A major challenge of an epidemiological approach is related to the quality of evidence with respect to statistics and the accuracy of observations. Measurable changes for a collection exposed to moderately adverse climatic conditions are typically recorded in only a small portion of the collection. Thus, to obtain a statistically significant correlation between exposure conditions and damage, the number of analyzed objects must be large (potentially in the thousands), a scenario which is practically impossible when one considers the degree of precision required and the heterogeneity of collections.

There are ways, however, to reduce the necessary sample size. One can make the exposure fluctuations more extreme or decide to populate cohorts with a skewed distribution of those objects thought to represent the most sensitive categories. Since these two methods may not be feasible, sample size can also be reduced by increasing the sensitivity of the assessment method (Druzik and Boersma 2017; Łukomski et al. 2016). In this study, a small set of wooden objects, representative of those found in museum collections, was exposed to gradually increasing RH variations and acoustic emission (AE) was monitored for six objects. The monitoring method was chosen because of its ability to detect small-scale changes with a high level of accuracy and precision in real time, as required by epidemiological methodology.

Study design

Implementing more sustainable climate control strategies requires knowledge of potential damage correlated with environmental fluctuations beyond existing climate conditions. Monitoring micro-cracking development in historic artifacts, during storage or display, is particularly useful when defining the environmental impact of a current climate control strategy on the preservation of an object. It does not, however, provide information about the expected damage when a collection is exposed to more extreme or variable T and RH conditions. Nevertheless, this information is crucial when objects are to be transferred to different museums or galleries, or when a museum considers modification of its climate control methodology.

To address this challenge, an experiment aiming to explore climate-induced change in hygroscopic objects was conducted by the Managing Collections Environments Initiative at the Getty Conservation Institute (GCI). Initiated in May 2016, and extending over one year, this study traced physical change in various historic, non-museum wooden objects subjected to controlled environmental stresses, using physical measurements, photographic documentation, 3D scanning, and AE. The successful design of the research program depended on: the proper selection of objects, their exposure to precisely controlled and easy to interpret climate variations; and the application of monitoring techniques capable of tracing minute changes of objects in real time. This paper will address the results of the AE monitoring.

Selected objects

It was decided to focus on wood, which is common in museum collections and, due to its hygroscopic nature, is susceptible to environmental variations. Climate-induced damage in wood is caused by moisture sorption/desorption combined with a restrained dimensional response as a result of a rigid construction, limiting movement or joining wood elements that have different fiber orientations. Wood can also be internally restrained as moisture diffusion is not instantaneous and, when exposed to lower RH, its outer layers will dry more quickly than the interior (Bratasz 2013).

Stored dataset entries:
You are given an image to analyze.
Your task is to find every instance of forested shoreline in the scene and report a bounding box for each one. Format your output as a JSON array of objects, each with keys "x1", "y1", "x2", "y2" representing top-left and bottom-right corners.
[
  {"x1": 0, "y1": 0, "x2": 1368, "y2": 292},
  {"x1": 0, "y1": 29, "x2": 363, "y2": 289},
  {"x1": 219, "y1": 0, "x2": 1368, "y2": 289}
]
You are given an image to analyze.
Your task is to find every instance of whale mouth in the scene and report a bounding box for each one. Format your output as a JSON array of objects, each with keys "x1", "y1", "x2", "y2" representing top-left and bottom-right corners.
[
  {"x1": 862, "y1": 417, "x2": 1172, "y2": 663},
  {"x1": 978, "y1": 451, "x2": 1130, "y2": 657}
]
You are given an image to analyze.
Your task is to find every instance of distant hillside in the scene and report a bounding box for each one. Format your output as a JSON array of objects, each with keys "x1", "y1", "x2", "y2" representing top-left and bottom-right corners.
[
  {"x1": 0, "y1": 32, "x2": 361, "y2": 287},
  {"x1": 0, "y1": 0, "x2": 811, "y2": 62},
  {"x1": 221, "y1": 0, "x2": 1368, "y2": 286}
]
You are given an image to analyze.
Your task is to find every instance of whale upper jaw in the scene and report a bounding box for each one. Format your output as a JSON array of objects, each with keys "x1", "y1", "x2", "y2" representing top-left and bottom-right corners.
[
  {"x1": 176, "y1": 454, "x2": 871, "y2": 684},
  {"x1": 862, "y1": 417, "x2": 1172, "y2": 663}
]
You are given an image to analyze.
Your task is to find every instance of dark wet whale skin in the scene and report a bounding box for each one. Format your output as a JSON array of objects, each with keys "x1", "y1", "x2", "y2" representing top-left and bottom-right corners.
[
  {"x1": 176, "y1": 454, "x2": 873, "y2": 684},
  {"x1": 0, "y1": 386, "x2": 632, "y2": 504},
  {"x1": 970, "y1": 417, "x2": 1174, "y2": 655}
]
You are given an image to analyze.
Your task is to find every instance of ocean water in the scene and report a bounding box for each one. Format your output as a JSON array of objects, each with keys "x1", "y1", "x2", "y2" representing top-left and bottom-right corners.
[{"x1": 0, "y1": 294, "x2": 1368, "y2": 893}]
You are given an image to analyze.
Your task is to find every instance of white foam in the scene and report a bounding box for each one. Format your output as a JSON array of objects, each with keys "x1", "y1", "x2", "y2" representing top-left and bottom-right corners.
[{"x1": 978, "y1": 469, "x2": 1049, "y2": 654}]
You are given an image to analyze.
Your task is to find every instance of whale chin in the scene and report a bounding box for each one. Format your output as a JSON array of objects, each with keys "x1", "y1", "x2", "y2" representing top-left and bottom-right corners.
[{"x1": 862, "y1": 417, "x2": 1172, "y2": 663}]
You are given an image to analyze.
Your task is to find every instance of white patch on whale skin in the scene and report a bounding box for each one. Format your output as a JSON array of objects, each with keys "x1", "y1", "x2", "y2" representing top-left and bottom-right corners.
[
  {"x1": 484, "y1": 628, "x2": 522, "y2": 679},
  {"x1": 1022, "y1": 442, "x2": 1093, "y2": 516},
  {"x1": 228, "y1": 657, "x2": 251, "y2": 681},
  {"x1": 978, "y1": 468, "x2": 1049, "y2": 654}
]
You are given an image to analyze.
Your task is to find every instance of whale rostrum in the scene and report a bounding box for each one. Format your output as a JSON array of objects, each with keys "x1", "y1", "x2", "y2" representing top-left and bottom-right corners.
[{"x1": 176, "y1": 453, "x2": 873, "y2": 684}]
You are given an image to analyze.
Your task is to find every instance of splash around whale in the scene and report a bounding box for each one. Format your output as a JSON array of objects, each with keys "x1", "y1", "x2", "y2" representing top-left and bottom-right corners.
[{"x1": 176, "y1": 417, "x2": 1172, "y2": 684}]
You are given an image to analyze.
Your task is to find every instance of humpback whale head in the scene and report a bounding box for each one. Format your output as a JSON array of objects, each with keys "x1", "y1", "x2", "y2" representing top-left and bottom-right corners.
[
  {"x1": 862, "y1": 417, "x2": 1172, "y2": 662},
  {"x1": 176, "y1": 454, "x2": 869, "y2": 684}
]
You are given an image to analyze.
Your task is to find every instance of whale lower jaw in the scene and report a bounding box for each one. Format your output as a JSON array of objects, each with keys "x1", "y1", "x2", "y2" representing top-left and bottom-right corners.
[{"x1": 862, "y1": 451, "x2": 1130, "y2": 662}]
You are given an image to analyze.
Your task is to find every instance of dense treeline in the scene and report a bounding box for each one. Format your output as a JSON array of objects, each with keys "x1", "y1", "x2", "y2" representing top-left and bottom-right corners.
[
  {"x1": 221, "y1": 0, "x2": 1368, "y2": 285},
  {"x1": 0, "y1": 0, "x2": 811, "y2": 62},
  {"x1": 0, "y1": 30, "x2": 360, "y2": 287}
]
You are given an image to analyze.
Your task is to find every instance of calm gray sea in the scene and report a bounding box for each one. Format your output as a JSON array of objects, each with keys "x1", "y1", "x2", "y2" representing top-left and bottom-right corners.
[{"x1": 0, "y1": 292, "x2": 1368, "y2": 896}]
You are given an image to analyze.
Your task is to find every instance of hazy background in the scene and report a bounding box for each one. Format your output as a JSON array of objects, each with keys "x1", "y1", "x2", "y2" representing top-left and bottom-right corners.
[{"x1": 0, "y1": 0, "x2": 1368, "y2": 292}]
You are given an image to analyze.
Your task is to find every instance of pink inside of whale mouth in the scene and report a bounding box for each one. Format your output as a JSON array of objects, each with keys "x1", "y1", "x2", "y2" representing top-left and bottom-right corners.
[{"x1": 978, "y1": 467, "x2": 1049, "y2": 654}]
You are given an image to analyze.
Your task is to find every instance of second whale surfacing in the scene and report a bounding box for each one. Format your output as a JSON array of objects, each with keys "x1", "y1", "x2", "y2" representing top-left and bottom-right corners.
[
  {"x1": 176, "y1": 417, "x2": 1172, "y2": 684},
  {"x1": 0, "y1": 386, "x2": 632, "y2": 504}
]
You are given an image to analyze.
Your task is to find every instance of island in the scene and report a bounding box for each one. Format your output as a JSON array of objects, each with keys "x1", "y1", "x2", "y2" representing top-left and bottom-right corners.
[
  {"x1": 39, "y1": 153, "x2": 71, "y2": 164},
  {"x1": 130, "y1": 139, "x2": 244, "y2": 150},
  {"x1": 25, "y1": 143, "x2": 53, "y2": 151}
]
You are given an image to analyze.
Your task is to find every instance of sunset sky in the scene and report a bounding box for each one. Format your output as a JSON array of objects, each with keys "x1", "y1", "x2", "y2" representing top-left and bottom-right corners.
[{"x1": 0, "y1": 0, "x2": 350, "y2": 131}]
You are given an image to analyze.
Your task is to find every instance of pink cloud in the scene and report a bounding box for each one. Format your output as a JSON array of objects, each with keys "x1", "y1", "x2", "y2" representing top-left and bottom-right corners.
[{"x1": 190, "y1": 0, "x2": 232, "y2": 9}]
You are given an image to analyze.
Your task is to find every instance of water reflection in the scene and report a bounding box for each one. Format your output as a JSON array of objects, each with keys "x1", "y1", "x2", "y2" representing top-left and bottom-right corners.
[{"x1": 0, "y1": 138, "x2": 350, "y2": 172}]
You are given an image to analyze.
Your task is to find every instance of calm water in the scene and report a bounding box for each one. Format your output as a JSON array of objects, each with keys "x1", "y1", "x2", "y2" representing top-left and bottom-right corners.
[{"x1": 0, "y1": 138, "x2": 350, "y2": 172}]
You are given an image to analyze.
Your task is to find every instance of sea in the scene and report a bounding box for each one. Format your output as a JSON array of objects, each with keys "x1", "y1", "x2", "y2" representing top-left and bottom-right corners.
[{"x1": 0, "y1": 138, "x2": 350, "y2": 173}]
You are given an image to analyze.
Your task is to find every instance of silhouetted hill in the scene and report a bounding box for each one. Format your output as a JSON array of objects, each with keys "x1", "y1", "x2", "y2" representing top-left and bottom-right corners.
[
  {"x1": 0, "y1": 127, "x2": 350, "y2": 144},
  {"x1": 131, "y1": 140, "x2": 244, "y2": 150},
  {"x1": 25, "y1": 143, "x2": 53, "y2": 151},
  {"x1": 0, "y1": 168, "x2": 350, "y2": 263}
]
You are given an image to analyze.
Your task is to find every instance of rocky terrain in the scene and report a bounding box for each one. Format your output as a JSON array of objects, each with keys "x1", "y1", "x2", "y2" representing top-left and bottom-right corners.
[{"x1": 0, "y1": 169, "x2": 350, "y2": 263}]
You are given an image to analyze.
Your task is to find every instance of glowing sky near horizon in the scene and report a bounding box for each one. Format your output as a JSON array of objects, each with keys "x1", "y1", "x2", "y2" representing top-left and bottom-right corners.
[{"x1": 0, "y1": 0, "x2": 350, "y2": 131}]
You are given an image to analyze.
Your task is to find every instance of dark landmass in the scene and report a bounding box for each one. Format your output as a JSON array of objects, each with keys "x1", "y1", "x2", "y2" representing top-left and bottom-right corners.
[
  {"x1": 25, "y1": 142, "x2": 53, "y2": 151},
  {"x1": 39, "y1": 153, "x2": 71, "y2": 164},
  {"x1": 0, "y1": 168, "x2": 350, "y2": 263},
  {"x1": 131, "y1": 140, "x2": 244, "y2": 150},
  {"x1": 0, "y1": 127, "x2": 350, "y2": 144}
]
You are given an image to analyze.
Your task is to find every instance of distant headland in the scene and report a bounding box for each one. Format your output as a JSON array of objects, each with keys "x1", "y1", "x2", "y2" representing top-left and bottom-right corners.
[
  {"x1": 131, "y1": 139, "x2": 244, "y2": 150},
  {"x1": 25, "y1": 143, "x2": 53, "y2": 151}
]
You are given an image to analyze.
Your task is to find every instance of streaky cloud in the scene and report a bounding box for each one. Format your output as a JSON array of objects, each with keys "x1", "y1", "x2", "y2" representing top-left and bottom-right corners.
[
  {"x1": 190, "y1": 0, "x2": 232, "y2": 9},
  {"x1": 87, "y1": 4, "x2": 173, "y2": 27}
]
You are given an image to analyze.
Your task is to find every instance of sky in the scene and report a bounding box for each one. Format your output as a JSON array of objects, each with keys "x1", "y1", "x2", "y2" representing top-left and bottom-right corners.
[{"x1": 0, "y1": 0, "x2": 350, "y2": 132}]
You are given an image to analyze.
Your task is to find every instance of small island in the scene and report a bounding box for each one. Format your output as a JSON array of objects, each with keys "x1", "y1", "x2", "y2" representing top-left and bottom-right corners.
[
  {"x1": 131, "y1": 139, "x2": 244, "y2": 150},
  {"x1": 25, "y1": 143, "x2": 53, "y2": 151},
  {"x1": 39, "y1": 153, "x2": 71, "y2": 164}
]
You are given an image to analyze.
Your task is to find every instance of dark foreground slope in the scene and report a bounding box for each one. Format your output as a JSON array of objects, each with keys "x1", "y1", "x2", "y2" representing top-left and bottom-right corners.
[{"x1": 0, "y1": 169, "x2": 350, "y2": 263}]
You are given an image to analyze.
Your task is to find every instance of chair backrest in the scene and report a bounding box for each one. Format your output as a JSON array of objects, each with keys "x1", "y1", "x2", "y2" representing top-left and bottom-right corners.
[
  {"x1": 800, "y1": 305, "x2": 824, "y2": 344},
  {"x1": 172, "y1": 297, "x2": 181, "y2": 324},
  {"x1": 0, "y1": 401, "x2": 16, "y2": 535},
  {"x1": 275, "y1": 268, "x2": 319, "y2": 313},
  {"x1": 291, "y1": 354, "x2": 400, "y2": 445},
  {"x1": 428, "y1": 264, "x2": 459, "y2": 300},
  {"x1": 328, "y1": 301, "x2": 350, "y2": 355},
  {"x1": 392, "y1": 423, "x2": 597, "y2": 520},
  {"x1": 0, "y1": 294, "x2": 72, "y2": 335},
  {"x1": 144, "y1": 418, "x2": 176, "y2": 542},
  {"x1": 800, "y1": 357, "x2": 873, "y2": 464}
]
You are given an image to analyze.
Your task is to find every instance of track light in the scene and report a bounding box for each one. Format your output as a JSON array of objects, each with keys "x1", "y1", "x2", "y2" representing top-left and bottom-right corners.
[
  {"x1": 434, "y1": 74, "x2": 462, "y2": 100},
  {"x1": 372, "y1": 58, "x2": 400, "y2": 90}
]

- List of tasks
1. In the passage on climate-induced damage in wood, in what month and year was the Getty Conservation Institute study initiated?
2. Extend the passage on climate-induced damage in wood by writing what follows its last sentence.

- Task-by-task outputs
1. May 2016.

2.
Rather than using mock-ups, the study used wooden objects that are representative of a museum collection. Criteria for selecting specific objects addressed object size, construction, and surface finish, upon which damage mechanisms depend. It was also important to monitor objects that were previously exposed to uncontrolled climatic fluctuations and possibly damaged as a consequence, which is the case for many museum objects.

Using these criteria, 14 non-museum wooden objects were selected offering a variety of wood types, size, and thicknesses and with different construction and finishes (such as paint, varnish, veneer, and marquetry). This paper focuses on a drum, table, humidor with metal lining, sculpture, and lacquer box, which corresponds to objects 2, 3, 4, 5, and 6, respectively, presented in Table 1 and Figure 1. The selected objects are of a certain age, showing some climate-induced damage, such as cracking or warping, and were either purchased in antique stores or loaned by the UCLA/Getty Masters Program in the Conservation of Archaeological and Ethnographic Materials. In addition, a white oak cleated panel made by the preparations department at the J. Paul Getty Museum, was included as a ‘virgin’ object that had not undergone climatic ‘proofing’ (Michalski 2009) in its lifetime, proofing being the cracking that can reduce environmentally induced stresses in a material.

Figure 1. Study design. Left: objects monitored by AE in the environmental room; right: temperature and humidity protocol implemented during the experiment. Photo: J. Paul Getty Trust.

Table 1. Objects analyzed using AE during monitoring campaign.

Object no.	Object type	Brief description	Initial condition	Dimensions (approximately)
1	Panel	White oak panel, newly constructed from three quarter-sawn planks with cleated edges (tongue and groove), glued, uncoated.	New, never exposed to climatic fluctuations	110 cm × 80 cm × 1.5 cm
2	Kundu/ Drum^a	Papua New Guinea wooden drum, cylindrical. Carved from one piece of wood, hollowed out	Some open climate-induced cracks. Handle broken off, leaving splinters. Membrane missing	100 cm × 15 cm; thickness max 2 cm
3	Table	Small side table with two drawers, American cherry wood, with dovetail joints, finished with transparent coating	Good, with some climate induced thin cracks in the side panels. Gaps between some joined components	60 cm × 50 cm × 73 cm
4	Humidor	Small wooden box with dovetail joints. Interior lining of tinned iron. Veneered and finished with transparent coating. Iron joints and fasteners between lid and box	Veneer detached in small area, but otherwise intact	22 cm × 14 cm × 17 cm
5	Sculpture^a	Sculpture of a standing pregnant woman and child, carved from a single solid piece of wood	Some climate-induced cracks of varying lengths and thicknesses	30 cm × 20 cm × 85 cm
6	Lacquer box	Lacquered box composed of tray and lid, constructed from thin wooden elements adhered and nailed, coated with Chinese lacquer	Signs of wear and tear (abrasion) on surface; small cracks in lacquer at some of the joints, caused by dimensional change	Lid: 24 cm × 24 5 cm Tray: 24 cm × 24 3.5 cm

Notes: Seven additional objects were not monitored with acoustic emission, but present in the environmental chamber for the study. They comprised a selection of objects that were single material and assemblies, with a range of coatings, and in varied condition.

^aLoaned by the UCLA/Getty Program in the Conservation of Archaeological and Ethnographic Materials.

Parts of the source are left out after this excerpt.